* **Task brief**: Give the records back in full, exactly as they read.

* **Supplied data**:
━━━━━━━━

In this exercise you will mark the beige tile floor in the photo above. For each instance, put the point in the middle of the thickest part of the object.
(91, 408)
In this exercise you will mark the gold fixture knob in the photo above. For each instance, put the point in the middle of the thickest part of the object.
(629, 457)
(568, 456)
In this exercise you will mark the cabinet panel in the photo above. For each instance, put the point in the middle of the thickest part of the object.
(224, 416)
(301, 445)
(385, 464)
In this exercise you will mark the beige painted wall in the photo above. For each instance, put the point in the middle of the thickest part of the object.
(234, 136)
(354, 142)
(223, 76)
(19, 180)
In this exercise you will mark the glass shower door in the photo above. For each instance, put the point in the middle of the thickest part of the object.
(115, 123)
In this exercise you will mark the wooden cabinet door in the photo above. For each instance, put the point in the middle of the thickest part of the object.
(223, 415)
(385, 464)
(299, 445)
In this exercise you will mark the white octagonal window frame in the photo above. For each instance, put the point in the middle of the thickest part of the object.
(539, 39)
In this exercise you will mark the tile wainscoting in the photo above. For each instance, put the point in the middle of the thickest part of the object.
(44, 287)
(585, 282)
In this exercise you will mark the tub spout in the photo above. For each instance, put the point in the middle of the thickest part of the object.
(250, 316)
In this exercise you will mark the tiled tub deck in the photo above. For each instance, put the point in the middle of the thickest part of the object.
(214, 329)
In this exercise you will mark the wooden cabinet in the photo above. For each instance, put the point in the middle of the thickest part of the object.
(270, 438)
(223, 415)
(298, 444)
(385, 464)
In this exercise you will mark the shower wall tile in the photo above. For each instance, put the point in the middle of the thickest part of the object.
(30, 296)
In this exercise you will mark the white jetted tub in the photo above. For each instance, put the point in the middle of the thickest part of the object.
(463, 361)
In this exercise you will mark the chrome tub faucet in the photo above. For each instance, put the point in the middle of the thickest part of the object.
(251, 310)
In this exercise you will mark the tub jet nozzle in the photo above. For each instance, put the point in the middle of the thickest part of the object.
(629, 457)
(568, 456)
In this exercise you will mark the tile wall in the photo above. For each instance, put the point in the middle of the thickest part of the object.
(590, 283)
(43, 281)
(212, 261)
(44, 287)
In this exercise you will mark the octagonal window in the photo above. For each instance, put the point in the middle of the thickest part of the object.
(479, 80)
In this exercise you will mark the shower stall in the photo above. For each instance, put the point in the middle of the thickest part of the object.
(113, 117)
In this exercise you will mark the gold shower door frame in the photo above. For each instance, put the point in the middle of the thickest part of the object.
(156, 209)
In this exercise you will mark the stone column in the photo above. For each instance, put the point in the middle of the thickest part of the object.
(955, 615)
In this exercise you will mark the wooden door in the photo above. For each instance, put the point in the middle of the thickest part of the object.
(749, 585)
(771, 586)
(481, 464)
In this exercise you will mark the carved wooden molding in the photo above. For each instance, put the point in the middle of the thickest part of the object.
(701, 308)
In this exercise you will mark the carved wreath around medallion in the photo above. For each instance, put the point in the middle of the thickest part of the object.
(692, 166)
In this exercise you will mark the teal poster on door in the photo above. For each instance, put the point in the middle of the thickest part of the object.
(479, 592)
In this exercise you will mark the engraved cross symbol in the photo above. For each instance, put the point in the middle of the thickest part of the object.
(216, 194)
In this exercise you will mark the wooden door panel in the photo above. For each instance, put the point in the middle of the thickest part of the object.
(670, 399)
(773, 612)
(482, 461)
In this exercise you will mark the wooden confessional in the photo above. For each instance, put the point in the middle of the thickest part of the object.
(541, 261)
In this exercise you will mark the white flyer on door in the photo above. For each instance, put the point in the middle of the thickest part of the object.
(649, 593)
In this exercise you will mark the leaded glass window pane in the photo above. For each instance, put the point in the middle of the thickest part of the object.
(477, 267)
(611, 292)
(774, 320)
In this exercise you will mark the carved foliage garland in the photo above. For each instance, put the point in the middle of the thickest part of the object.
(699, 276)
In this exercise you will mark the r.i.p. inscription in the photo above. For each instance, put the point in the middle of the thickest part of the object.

━━━━━━━━

* **Result of this task**:
In this exercise you will mark the beige tile floor in the photo above. For each instance, put the point in the middle of the thickest part of the object.
(91, 408)
In this exercise you will mark the gold fixture knob in the photo above. For each instance, put the point in the middle of the thickest part of the object.
(629, 457)
(568, 456)
In this exercise you will mark the cabinet panel in the photo above. For each instance, put the point in the middle of the thickest part of the object.
(224, 416)
(301, 445)
(385, 464)
In this exercise you will mark the beige painted wall in the photo above. For each instance, put the point in the middle of the thickest part of the object.
(234, 136)
(354, 142)
(223, 76)
(19, 180)
In this exercise you will mark the glass shower door in the photo above. For each instance, put the point in the middle of the thickest part of the object.
(115, 123)
In this exercise you will mark the wooden cabinet door in the photo above. For each instance, put the point in the middle of the thickest part of the object.
(223, 415)
(385, 464)
(299, 445)
In this exercise you will mark the white octagonal window frame in the photo above. For each instance, put the point in the middle of the thickest part of the object.
(539, 39)
In this exercise you will mark the tile wainscoting in the photo above. For each instance, put the point in the middle of the thickest part of the object.
(44, 287)
(585, 282)
In this exercise you will mark the tub spout in the photo above. For each instance, put the point in the middle of the thickest part of the object.
(250, 316)
In this exercise you will mark the tiled tub deck in the photo above. For each instance, put the point in the middle of the thickest part of the object.
(214, 329)
In this exercise you will mark the wooden cabinet in the photo above. For each instance, put the point in the middle of the thickest part of the object.
(270, 438)
(223, 415)
(298, 444)
(385, 464)
In this exercise you will mark the shower wall tile in the photo above. For each instance, put the point in the middle of the thickest part of the object.
(30, 296)
In this exercise you will mark the white jetted tub in the photo above. For each instance, put the point in the middle of the thickest part of the object.
(463, 361)
In this exercise you will mark the chrome tub faucet in the photo above. For each instance, put the point in the middle of the thickest part of the object.
(251, 310)
In this exercise you will mark the tub jet nozzle in the photo above. For each instance, put the point in the middle of the thickest part of the object.
(629, 457)
(568, 456)
In this exercise you will mark the tile wall in the photo above. For each instance, put the point in the middle of the thickest part of the object.
(590, 283)
(43, 281)
(212, 261)
(44, 287)
In this exercise you will mark the octagonal window in the photo above. For each instance, put the point in the middle of the thickest part of the object.
(479, 80)
In this exercise you will mark the shower stall in the photo above. For each instance, put the point in the middle of the thickest part of the object.
(113, 117)
In this exercise you will mark the gold shower door frame in the photo above. For each instance, put the point in the middle of the thickest part of the object.
(156, 209)
In this exercise you will mark the stone column in the photo above. For each instance, put the point in the middle of the thickest part of the object.
(955, 615)
In this exercise you will mark the wooden door in the photo above. For each instance, put the point in the middle of the thickest part of the object.
(749, 585)
(771, 586)
(481, 464)
In this exercise you will mark the carved wooden molding in the photo above. For each instance, put the point in the middle of the thickest part of the object.
(701, 308)
In this exercise you will mark the carved wreath around medallion in the photo above. For each instance, put the point in the middle of the thickest part of the object.
(692, 166)
In this exercise you will mark the teal poster on door in the photo above. For each instance, put the point in the middle of the thickest part of the object.
(479, 592)
In this exercise you will mark the engraved cross symbol in the photo above. For each instance, put the point in the middle of the thickest part of the object.
(216, 194)
In this exercise you will mark the wooden door panel in the photo above. For each instance, put the point in the middle of the thickest part of the object.
(670, 399)
(773, 612)
(482, 461)
In this exercise you will mark the wooden confessional in the photo above. For each instance, put the point in the middle of the thickest part of the object.
(541, 261)
In this exercise you will mark the white flyer on door in the photo above. For each instance, put the point in the middle of the thickest part of the object.
(649, 593)
In this exercise you will mark the leaded glass window pane in the photo above. For each instance, put the point in the middle of the thickest part of the object.
(477, 267)
(611, 292)
(774, 320)
In this exercise you will mark the carved foliage garland in the photo above. For each instance, put the point in the middle of the thickest part of the object.
(699, 276)
In this exercise you will mark the r.i.p. inscription in the photo above. For each instance, put the point in the middle of the thickest part of the object.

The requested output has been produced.